One morning in October 2019, while Bolumalla Gangadhar was in a holiday in India, he screamed in agony in the bathroom. - It was a heart attack, but no one in our family has had heart problems before, says his son Kiran. Even though it has been a while now since the father died during the holiday at home in India, Kiran cannot let go of what happened. How could a completely healthy and fit man suddenly die from a heart attack? - He never said anything about his job. Not even what he did. He only repeated this mantra: "Do not come here. You do not know what it is like here, and you do not want to know it either”.

Told to the journalistic platform Blankspot

One morning in October 2019, Bolumalla Gangadhar who was in his bathroom in the Indian province of Telangana, broke out in sweats and started screaming in pain. Hitting his chest with clenched fists, he yelled to his son for help. By the time he arrived at the hospital, only 500 meters away, he was pronounced dead.

“It was no heart attack. Nobody in our family has a history of heart disease, even the doctor was shocked,” says his son, Kiran, who is a law school student.

Bolumalla Gangadhar had just come home from Qatar for the first time in three years for his daughters wedding. He had been doing migrant work in Qatar since 2004.

“It was a hard, physical job with poor pay. He came home every other year for two months. But this time he had been gone for three years since he worked extra hard to be able to afford the dowry for my sister,” Kiran says.

============

- [WHAT YOU WILL DO]: According to the account of Bolumalla Gangadhar's death, since what year had he been doing migrant work in Qatar? Base your answer only on the text above.

- [LISTED ENTRIES]:
============

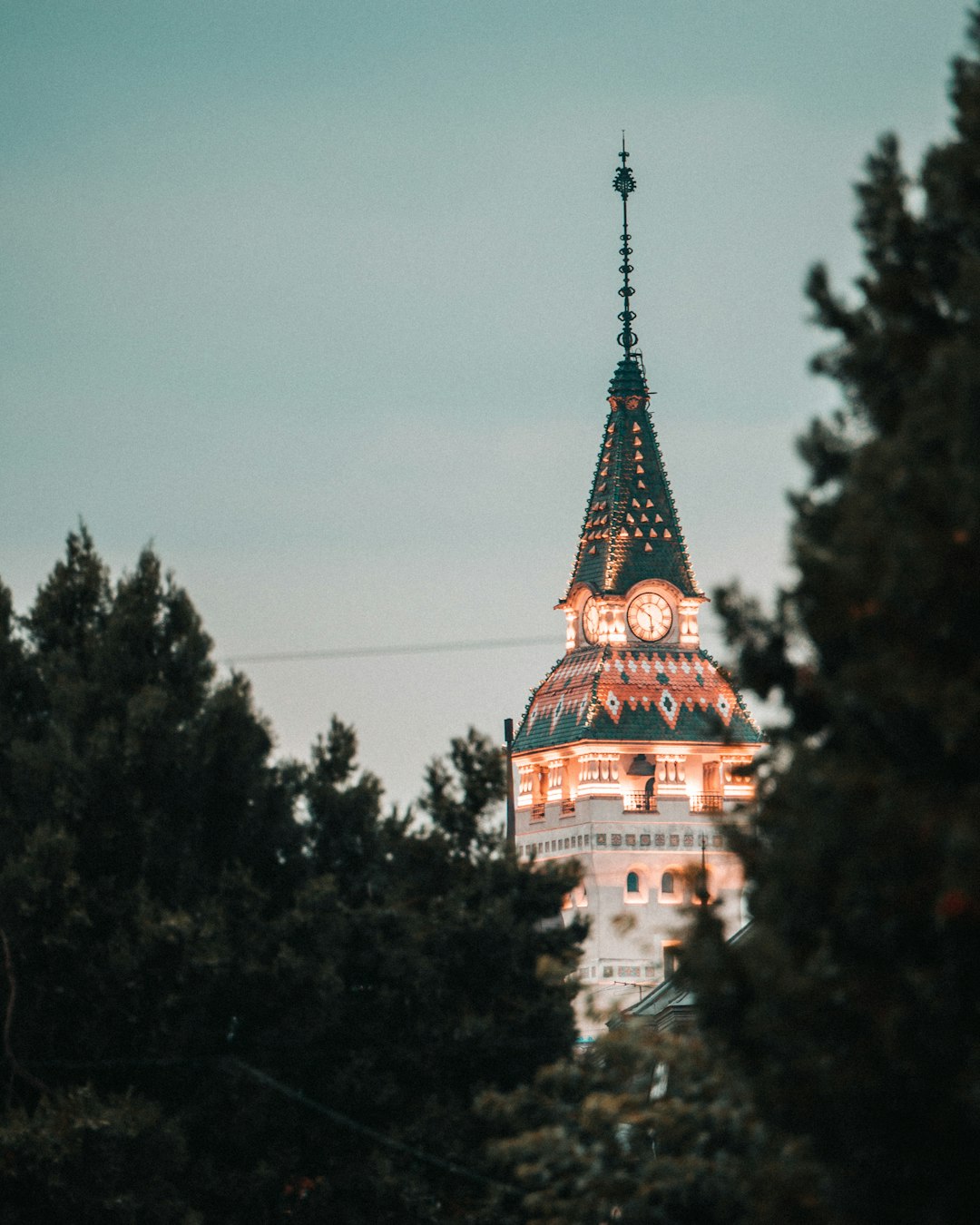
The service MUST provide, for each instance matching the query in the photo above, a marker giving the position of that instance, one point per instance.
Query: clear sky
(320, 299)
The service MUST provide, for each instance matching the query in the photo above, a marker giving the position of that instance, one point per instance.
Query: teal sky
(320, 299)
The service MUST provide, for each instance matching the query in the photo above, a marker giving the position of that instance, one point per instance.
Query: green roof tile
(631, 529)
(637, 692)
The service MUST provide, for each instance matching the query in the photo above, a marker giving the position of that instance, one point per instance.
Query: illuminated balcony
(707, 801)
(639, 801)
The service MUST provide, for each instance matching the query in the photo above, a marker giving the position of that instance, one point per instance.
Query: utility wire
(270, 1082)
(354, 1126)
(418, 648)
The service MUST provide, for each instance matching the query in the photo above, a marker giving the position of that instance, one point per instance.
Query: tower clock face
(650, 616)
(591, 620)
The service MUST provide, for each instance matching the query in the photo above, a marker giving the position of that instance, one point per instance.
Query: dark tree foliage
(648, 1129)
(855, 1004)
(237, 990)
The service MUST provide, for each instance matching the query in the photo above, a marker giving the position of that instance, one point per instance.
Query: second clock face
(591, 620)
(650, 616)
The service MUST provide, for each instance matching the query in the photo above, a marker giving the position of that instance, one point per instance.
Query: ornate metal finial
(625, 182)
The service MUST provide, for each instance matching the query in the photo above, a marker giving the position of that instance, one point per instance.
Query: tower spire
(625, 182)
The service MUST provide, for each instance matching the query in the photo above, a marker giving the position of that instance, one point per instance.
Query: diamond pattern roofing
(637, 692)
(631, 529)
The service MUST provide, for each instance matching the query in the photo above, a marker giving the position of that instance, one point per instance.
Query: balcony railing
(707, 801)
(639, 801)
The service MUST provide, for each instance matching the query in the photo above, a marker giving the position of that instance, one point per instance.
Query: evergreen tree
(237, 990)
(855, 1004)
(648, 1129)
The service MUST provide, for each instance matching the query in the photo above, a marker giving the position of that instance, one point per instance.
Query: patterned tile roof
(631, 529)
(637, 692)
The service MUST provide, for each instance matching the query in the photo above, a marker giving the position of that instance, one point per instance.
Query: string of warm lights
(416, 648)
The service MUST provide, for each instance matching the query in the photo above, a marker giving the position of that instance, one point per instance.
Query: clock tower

============

- [RESPONSE BELOW]: Since 2004.